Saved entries
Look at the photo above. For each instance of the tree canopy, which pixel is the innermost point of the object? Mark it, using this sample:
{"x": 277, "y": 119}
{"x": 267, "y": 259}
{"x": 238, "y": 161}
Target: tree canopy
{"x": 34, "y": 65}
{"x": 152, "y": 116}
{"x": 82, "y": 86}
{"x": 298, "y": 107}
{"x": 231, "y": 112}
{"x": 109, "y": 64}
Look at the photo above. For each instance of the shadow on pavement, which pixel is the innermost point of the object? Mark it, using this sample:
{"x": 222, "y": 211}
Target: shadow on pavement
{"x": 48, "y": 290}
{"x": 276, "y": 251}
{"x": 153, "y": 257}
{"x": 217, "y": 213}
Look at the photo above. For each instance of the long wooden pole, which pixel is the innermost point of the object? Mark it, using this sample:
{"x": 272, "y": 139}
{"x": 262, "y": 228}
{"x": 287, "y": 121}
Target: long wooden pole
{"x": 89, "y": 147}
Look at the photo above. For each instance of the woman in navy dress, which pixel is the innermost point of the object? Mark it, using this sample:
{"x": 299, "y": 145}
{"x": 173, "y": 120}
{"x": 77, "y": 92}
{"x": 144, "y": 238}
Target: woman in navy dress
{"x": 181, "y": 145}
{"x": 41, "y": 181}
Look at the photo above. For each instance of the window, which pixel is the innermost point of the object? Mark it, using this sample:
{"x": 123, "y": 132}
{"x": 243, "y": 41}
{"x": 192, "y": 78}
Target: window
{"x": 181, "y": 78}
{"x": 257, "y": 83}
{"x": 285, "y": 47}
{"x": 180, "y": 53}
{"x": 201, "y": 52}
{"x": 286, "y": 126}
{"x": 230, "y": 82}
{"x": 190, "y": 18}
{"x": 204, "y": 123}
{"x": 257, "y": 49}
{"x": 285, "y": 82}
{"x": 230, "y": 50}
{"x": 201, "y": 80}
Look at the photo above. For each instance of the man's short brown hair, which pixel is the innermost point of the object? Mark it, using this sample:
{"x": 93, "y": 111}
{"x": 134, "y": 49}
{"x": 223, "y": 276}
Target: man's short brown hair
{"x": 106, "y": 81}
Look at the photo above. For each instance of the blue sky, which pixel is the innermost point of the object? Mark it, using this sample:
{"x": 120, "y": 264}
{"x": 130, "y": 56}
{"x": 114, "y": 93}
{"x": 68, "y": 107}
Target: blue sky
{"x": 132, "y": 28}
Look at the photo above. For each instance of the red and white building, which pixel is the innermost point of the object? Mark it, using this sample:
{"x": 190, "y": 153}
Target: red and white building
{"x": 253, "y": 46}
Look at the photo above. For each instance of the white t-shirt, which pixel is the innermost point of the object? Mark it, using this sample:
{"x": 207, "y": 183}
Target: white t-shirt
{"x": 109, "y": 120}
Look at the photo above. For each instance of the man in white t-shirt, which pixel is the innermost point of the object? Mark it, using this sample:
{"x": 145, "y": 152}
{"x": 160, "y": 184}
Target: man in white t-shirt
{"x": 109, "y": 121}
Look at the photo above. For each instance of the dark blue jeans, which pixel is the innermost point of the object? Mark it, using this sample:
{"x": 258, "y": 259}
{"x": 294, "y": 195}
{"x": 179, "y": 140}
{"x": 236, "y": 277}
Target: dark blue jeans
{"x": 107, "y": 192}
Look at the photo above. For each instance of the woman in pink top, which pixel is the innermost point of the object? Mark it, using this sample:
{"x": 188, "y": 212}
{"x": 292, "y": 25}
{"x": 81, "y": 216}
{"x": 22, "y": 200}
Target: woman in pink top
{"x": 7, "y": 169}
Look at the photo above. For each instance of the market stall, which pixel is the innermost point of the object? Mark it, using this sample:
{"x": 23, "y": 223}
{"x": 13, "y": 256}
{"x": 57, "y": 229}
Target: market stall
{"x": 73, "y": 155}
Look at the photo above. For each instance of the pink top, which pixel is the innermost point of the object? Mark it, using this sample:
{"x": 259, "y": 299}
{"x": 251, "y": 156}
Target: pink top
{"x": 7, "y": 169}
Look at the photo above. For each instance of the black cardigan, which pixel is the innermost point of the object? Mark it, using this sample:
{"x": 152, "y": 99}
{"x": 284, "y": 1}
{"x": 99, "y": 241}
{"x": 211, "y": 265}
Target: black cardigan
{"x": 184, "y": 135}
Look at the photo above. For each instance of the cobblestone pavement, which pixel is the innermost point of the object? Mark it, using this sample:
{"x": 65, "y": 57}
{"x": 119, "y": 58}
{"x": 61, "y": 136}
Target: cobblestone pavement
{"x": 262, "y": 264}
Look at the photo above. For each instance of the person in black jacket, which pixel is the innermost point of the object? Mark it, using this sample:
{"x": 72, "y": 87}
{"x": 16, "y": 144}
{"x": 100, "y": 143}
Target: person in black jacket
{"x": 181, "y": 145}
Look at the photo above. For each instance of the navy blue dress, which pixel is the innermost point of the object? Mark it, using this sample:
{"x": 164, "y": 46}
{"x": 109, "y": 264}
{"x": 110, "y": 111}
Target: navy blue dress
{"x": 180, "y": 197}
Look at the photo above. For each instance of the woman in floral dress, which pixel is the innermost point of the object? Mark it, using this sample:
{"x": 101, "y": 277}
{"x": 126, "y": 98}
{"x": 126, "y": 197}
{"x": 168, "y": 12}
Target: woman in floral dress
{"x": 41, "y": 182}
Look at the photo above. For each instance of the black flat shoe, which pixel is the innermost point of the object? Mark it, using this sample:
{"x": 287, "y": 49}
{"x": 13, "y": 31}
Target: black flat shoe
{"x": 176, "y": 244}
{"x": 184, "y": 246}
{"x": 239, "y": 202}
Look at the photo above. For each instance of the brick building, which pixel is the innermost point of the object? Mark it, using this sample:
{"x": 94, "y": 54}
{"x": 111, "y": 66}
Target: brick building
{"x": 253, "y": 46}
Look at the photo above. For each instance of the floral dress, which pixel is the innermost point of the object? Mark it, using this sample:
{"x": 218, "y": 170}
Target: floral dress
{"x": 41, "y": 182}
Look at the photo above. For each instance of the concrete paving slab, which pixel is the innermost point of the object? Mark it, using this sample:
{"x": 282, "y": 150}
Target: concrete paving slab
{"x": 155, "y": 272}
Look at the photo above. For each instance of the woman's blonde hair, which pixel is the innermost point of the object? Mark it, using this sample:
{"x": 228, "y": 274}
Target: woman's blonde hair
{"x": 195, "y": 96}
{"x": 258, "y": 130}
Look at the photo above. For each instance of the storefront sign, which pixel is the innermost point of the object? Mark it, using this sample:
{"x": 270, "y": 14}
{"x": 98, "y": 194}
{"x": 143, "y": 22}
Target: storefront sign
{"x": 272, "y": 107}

• _PROBLEM STATEMENT_: From the records above, copy only the lines starting with the line that holds "Target: market stall" and going on through the line that holds "the woman in floral", exactly as written.

• _FINISHED TASK_:
Target: market stall
{"x": 73, "y": 155}
Look at the photo above. For each instance of the pink top, which pixel is the innermost point of the object? Mark it, using this sample:
{"x": 259, "y": 299}
{"x": 251, "y": 156}
Target: pink top
{"x": 7, "y": 169}
Look at the photo above. For each instance of the black cardigan, which pixel is the innermost point of the object? Mark it, using this sample:
{"x": 152, "y": 99}
{"x": 284, "y": 1}
{"x": 99, "y": 241}
{"x": 211, "y": 265}
Target: black cardigan
{"x": 184, "y": 135}
Look at the photo above. For each instance of the cobblestone pavement, which pixel is the innermost point of the object? Mark it, using this sample:
{"x": 65, "y": 57}
{"x": 119, "y": 58}
{"x": 61, "y": 136}
Target: cobblestone pavement
{"x": 262, "y": 264}
Look at the photo above. For each instance of the person in black jacket, which pixel is the innermost point of the object? Mark it, using this sample:
{"x": 72, "y": 87}
{"x": 16, "y": 144}
{"x": 100, "y": 143}
Target: person in black jacket
{"x": 181, "y": 145}
Look at the photo above. For each instance of the navy blue dress, which pixel is the innermost point of the object? Mark it, using this sample:
{"x": 164, "y": 46}
{"x": 109, "y": 264}
{"x": 110, "y": 111}
Target: navy blue dress
{"x": 180, "y": 197}
Look at the photo above. For each instance of the woman in floral dress, which pixel is the innermost point of the object? Mark it, using this sample:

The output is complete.